## What to do
Report every line of the data where the string "frame" appears.

## Records

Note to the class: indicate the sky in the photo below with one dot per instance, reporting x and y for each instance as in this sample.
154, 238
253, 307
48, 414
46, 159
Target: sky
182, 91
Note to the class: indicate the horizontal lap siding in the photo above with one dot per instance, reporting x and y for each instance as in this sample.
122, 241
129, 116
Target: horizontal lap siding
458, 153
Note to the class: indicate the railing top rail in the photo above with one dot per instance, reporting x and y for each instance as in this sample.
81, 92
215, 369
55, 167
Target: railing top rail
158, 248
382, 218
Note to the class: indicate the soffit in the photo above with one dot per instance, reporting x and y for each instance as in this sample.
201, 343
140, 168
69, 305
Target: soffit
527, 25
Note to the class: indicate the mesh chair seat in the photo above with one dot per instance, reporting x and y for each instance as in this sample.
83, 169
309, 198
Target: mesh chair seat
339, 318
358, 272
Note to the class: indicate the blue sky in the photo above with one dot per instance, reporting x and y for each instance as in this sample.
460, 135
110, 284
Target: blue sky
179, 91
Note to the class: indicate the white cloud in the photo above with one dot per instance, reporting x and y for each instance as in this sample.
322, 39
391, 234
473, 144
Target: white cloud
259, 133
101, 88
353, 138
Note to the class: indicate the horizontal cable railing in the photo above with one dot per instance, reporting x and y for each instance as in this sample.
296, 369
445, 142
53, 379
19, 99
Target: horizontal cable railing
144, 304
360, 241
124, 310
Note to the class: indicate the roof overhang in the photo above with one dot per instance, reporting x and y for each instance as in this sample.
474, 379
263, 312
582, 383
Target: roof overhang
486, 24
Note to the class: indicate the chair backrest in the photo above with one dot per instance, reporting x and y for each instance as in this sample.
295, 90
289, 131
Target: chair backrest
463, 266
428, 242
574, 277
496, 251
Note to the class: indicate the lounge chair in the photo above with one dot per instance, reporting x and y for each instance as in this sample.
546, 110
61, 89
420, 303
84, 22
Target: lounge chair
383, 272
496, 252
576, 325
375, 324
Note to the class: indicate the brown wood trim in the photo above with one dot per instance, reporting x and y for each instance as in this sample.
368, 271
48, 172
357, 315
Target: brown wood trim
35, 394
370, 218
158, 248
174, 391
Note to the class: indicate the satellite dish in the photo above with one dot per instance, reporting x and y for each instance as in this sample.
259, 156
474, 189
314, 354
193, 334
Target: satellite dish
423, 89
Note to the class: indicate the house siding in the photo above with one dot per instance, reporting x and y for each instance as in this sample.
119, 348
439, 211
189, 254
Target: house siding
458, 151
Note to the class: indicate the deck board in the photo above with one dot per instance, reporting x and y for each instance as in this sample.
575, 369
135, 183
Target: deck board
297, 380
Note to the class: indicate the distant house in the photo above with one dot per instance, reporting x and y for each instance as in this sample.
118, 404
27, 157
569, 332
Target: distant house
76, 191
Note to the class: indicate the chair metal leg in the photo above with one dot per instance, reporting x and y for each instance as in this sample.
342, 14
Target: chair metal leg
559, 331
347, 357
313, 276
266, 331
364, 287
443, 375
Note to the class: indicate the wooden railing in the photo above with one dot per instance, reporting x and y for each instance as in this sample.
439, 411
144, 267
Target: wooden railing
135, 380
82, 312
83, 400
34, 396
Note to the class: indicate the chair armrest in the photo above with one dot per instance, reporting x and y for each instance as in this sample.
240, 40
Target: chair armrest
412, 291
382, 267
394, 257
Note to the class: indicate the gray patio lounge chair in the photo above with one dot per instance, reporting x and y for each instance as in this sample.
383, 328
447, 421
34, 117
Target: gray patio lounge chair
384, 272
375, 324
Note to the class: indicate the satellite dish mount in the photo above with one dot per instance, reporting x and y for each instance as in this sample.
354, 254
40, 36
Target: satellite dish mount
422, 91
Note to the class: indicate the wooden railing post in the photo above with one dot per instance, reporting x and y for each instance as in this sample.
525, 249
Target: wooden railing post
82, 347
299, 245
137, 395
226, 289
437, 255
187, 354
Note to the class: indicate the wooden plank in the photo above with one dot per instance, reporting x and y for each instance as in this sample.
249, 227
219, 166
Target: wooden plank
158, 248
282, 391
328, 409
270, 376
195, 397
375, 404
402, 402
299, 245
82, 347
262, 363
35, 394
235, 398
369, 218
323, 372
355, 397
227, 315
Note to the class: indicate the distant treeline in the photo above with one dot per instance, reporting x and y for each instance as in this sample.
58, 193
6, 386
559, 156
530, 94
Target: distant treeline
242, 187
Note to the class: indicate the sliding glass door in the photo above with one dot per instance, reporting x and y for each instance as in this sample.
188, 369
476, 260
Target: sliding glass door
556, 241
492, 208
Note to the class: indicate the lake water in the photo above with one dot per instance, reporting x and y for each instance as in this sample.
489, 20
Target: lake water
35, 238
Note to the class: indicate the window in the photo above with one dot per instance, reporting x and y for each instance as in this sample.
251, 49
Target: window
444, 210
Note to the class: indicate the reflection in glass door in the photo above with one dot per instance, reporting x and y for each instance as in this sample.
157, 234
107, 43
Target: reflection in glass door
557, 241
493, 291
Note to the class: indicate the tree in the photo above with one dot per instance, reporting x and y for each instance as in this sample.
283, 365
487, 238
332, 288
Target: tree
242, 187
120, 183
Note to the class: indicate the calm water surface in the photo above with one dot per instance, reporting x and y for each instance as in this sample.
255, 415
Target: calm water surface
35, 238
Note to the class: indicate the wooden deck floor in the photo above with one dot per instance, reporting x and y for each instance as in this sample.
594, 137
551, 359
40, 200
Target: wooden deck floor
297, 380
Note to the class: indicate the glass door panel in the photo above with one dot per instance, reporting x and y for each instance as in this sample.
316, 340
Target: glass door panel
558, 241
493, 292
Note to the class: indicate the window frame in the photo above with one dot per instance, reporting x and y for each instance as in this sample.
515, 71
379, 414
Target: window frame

## Exercise output
Note to the class: indicate the window frame in the photo above with one dot per instance, reporting x and y for each instance as in this sample.
Target: window frame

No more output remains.